**What you will do**
Scan the data below. Pull out each line where "arch" occurs.

**The input**
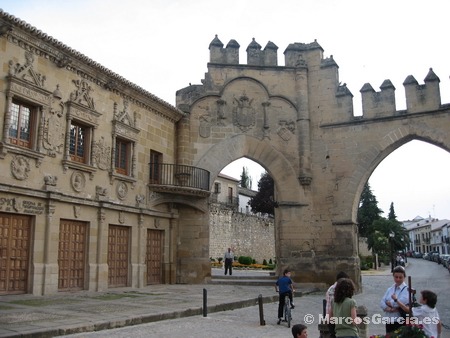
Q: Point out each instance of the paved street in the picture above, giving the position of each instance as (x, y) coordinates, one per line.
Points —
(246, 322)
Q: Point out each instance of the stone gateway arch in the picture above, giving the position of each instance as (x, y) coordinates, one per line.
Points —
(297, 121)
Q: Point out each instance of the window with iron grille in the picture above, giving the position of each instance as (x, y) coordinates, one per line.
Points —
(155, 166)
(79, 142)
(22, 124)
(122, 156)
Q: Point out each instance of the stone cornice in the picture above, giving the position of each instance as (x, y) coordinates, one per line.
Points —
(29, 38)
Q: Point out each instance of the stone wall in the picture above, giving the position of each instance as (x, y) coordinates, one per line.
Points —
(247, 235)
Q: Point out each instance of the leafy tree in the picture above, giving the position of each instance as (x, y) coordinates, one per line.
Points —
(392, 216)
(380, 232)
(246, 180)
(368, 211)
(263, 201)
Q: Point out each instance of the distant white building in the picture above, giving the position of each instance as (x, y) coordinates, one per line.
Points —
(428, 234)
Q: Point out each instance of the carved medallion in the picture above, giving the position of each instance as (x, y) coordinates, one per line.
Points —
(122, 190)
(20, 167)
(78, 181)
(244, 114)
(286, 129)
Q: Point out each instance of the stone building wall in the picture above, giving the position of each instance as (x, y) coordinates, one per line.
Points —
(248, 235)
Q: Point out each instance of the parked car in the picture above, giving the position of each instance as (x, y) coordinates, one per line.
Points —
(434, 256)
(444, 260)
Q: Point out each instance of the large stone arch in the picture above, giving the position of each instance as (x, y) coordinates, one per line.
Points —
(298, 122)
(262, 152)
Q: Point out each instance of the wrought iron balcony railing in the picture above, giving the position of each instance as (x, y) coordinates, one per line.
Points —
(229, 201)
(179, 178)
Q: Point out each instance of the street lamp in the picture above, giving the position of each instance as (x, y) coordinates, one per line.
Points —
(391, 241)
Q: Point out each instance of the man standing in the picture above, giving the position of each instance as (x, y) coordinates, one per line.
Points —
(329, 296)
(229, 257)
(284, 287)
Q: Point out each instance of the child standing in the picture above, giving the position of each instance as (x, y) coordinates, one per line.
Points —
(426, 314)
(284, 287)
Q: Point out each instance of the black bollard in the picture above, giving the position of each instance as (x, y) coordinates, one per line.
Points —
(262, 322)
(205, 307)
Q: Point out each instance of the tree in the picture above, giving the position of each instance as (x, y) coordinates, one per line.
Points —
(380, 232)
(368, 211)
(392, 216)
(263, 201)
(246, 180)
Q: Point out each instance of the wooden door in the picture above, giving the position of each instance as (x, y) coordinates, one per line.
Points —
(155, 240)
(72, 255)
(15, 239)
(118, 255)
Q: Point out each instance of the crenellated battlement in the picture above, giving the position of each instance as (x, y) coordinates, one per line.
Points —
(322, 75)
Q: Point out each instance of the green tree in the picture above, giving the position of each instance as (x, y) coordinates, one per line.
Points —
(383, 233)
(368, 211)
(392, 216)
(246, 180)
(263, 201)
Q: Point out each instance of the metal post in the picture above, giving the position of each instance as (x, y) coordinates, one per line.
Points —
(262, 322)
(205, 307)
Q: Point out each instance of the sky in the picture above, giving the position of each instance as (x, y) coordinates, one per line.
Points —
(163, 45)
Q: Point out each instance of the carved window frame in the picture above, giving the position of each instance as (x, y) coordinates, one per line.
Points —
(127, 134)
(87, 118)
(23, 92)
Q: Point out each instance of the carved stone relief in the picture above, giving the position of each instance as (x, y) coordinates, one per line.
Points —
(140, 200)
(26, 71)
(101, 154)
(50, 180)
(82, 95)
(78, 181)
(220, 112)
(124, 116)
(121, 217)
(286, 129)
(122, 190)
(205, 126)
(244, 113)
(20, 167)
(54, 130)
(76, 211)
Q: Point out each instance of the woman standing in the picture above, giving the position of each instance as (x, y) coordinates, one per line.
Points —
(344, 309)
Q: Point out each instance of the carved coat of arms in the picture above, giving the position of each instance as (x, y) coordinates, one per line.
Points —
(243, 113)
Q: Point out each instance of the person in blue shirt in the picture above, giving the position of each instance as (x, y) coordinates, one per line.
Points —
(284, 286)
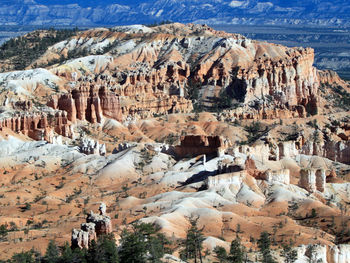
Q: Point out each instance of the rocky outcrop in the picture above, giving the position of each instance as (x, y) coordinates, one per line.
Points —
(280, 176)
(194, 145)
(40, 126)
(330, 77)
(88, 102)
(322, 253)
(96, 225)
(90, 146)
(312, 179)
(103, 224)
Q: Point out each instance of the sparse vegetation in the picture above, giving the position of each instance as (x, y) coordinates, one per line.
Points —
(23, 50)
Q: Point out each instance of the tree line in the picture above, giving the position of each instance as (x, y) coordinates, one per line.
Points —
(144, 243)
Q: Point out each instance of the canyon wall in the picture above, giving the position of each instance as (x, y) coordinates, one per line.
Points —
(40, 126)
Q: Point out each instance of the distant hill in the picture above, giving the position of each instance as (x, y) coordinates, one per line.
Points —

**Exercise answer**
Q: Point out each instance of the stone gateway arch in the picture above, giving the position of each instance as (x, y) coordinates, one per line.
Q: Point out each instance of the large stone arch in the picture above, giving the position of each instance as (x, y) coordinates, one per line.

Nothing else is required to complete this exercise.